STORED DATA:
Content starts
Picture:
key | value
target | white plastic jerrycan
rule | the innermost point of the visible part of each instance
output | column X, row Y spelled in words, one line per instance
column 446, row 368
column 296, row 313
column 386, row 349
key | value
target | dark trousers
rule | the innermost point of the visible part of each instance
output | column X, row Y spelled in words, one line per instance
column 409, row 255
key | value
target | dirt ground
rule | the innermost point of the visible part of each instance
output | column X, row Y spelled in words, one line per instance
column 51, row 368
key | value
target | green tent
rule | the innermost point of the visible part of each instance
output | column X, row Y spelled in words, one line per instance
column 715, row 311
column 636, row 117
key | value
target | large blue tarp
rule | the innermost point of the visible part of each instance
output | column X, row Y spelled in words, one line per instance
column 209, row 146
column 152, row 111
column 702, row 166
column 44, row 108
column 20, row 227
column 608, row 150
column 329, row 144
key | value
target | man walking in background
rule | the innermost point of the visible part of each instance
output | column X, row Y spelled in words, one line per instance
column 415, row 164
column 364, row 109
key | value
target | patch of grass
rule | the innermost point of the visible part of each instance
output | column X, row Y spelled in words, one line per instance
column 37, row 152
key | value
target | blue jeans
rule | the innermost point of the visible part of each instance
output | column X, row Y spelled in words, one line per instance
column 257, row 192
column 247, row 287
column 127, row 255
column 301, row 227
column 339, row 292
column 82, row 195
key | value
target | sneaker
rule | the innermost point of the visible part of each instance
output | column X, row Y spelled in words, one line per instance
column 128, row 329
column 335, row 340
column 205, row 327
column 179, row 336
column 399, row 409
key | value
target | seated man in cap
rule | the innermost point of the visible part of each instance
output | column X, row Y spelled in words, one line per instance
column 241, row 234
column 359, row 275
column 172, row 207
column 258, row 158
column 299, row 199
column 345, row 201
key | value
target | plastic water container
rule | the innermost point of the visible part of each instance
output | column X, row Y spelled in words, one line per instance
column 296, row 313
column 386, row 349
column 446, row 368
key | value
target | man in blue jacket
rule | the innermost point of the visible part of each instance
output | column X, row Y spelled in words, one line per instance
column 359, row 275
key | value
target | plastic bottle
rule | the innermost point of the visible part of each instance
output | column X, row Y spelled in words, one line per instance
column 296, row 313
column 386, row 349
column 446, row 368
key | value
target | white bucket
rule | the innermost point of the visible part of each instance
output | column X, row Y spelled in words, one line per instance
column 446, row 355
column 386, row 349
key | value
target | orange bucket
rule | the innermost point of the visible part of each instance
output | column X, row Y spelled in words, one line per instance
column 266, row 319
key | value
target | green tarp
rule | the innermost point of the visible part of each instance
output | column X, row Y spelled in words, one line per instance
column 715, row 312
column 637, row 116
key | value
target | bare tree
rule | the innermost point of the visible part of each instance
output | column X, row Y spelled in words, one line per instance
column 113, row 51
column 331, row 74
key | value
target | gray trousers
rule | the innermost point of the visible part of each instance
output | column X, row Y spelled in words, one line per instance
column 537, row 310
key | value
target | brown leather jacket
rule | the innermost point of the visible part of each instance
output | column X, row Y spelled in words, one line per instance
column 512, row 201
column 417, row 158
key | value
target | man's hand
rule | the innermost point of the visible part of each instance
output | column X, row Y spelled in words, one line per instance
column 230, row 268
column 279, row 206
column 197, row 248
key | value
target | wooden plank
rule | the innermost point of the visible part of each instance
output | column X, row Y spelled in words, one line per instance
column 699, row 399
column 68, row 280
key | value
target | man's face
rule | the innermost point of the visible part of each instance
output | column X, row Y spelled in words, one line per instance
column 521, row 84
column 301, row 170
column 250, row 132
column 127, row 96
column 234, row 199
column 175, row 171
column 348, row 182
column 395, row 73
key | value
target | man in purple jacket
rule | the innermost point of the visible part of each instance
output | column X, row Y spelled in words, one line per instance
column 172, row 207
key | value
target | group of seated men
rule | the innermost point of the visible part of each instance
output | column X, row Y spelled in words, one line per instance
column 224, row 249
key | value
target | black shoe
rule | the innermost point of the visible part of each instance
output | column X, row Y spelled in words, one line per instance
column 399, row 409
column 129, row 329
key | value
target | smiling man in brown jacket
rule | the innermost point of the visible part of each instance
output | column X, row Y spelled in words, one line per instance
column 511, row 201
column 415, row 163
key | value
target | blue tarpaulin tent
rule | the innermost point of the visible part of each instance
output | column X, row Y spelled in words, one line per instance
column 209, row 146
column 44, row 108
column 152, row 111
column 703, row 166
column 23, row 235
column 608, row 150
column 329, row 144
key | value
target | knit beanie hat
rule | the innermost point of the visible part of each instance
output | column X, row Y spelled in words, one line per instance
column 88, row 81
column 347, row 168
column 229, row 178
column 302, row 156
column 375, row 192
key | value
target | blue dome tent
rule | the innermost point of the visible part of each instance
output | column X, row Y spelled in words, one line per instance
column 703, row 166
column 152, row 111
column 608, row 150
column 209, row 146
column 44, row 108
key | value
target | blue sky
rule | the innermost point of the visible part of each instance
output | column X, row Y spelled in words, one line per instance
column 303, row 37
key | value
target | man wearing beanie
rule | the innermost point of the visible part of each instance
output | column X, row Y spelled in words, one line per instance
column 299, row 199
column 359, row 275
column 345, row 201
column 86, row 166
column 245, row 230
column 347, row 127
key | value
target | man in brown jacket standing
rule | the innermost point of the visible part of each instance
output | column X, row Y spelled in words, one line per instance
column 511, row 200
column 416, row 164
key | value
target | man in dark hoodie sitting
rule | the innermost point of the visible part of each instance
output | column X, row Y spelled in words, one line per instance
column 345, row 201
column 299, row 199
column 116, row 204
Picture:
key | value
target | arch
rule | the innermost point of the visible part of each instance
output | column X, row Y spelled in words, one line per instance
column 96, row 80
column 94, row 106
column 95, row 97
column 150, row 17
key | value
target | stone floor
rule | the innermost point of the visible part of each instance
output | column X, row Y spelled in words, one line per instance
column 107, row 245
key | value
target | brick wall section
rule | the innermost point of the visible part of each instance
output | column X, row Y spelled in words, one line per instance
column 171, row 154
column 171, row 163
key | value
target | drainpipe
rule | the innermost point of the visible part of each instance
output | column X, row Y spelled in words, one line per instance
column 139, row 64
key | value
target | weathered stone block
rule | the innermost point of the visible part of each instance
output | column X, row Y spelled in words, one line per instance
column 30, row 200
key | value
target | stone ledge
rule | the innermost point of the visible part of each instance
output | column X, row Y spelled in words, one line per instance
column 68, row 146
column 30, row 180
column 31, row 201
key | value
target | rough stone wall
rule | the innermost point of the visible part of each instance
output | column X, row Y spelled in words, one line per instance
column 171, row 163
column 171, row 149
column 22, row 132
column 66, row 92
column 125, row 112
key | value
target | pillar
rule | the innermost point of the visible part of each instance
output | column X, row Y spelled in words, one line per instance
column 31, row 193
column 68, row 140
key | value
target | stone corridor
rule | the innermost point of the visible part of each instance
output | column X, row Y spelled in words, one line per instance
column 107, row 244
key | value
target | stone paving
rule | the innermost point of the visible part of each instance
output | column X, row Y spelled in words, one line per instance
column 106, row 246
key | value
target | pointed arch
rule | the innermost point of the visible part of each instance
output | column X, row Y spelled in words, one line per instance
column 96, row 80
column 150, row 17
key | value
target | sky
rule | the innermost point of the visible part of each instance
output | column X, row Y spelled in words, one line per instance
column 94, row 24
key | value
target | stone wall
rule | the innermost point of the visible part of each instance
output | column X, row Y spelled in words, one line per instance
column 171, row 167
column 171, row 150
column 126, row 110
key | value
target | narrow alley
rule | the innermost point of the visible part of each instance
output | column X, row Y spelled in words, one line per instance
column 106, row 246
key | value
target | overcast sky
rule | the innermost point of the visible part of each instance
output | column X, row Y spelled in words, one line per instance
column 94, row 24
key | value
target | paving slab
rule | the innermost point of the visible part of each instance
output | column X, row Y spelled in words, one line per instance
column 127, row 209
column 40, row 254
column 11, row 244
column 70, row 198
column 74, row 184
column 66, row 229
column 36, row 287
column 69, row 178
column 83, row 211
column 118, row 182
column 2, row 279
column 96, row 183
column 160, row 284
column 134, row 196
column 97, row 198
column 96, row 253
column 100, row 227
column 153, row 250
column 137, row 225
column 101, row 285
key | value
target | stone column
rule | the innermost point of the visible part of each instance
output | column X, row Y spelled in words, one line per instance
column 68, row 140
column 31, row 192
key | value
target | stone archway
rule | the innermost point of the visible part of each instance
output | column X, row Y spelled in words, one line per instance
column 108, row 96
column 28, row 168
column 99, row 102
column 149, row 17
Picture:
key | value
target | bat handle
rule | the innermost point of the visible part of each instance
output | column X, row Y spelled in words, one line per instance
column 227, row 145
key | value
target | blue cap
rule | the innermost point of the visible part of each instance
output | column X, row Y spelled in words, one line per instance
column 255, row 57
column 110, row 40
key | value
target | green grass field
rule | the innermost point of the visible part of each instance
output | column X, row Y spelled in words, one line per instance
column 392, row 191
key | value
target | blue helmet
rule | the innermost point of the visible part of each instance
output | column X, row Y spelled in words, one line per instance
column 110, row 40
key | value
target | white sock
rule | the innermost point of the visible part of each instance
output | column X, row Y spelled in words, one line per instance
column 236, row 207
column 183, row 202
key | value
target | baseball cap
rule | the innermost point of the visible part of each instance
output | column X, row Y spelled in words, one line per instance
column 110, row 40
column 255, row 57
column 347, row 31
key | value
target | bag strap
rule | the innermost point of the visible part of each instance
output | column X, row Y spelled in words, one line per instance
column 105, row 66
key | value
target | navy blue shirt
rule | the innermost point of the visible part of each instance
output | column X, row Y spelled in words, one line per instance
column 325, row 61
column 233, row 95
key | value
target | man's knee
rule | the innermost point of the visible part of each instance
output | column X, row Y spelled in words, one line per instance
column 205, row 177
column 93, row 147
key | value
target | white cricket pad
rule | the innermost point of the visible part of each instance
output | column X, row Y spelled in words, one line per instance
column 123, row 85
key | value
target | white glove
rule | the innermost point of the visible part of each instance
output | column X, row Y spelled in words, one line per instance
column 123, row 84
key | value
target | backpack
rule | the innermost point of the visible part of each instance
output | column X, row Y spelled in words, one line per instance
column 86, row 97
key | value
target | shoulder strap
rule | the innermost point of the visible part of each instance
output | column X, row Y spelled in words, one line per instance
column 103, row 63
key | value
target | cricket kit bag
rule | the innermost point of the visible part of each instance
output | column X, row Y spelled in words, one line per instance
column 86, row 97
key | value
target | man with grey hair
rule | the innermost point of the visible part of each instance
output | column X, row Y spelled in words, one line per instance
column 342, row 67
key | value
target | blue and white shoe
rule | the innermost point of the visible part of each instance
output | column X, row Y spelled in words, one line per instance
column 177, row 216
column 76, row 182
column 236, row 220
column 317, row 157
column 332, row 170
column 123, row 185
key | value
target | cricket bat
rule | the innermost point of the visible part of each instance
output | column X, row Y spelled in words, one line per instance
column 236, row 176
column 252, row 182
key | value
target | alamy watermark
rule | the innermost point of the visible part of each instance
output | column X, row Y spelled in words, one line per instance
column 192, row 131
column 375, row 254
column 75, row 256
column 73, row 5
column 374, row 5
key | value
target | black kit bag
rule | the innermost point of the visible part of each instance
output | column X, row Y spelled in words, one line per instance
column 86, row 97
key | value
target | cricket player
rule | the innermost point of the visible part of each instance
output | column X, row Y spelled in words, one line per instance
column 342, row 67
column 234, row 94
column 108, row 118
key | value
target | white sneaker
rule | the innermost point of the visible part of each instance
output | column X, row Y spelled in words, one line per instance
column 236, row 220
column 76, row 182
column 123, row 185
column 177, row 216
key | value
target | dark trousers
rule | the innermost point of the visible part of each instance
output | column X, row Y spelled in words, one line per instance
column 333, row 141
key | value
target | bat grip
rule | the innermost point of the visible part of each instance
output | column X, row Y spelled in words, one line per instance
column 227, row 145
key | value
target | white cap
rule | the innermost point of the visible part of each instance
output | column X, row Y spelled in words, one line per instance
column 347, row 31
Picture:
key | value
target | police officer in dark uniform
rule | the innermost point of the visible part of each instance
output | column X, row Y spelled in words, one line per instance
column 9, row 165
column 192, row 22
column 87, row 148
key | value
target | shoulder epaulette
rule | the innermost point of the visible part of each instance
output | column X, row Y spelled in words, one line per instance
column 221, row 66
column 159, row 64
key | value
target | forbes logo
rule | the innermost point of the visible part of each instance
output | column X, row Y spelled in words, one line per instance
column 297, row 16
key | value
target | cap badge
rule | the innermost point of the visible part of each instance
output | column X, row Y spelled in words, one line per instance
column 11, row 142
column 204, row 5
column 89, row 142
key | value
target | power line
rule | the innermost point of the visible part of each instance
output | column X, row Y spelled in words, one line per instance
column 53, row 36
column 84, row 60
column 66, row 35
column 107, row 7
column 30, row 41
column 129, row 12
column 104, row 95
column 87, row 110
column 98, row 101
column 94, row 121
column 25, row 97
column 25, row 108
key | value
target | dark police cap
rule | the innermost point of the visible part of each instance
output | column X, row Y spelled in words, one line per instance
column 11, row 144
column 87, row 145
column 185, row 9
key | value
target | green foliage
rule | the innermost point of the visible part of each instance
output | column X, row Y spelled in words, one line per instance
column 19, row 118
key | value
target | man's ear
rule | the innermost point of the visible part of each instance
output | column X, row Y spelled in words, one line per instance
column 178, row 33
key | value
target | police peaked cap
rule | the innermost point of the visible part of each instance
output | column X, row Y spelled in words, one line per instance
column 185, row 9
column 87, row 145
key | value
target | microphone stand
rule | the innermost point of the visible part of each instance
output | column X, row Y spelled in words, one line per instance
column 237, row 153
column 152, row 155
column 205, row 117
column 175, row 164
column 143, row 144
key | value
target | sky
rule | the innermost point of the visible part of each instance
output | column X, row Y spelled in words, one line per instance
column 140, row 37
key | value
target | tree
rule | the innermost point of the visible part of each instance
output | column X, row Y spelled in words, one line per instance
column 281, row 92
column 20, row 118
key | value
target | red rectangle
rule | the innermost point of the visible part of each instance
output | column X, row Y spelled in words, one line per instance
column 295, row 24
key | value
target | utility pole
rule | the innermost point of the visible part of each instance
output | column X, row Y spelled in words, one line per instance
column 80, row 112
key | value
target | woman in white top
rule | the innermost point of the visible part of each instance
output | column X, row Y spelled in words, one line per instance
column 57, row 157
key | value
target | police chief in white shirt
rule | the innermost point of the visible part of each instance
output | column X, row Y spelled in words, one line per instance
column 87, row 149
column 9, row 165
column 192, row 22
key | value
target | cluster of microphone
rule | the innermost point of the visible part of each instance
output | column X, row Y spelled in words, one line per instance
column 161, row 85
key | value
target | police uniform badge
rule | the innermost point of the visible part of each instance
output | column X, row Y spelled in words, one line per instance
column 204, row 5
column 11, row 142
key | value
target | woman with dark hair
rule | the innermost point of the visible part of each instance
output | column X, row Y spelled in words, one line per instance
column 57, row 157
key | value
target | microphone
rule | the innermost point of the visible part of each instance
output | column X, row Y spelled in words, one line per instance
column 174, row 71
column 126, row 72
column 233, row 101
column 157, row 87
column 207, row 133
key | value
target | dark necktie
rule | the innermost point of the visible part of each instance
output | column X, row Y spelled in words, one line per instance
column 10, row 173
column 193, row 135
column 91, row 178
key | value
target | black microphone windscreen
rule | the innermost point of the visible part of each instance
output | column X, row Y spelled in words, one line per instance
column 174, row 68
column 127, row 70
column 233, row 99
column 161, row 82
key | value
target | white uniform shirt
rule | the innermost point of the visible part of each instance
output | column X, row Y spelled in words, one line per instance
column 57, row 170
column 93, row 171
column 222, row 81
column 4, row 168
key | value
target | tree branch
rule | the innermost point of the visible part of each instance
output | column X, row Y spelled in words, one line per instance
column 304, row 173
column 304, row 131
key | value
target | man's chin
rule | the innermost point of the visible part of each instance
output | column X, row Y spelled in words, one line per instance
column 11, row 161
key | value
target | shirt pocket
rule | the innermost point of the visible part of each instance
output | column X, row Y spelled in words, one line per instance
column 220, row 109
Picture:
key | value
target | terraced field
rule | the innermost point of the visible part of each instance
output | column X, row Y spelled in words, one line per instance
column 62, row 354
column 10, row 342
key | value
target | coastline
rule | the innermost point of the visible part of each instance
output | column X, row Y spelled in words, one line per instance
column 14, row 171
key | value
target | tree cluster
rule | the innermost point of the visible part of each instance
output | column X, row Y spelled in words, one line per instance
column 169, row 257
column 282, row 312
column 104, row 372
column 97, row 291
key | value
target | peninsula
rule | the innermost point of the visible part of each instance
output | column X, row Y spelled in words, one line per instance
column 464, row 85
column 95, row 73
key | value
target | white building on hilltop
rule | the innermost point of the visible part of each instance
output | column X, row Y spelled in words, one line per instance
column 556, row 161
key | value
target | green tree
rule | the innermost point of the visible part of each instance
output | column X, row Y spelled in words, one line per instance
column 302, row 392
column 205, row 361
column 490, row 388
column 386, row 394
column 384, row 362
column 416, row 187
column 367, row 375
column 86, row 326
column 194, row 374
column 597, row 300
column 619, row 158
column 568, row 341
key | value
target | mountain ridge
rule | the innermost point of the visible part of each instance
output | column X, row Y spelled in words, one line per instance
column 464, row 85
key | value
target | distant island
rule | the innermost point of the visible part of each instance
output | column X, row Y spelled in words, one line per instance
Content ends
TASK REQUIREMENTS:
List the lines of the records where "green" occurs.

RESPONSE TO THIS EXERCISE:
target | green tent
target | green tarp
target | green grass field
target | green foliage
target | green tree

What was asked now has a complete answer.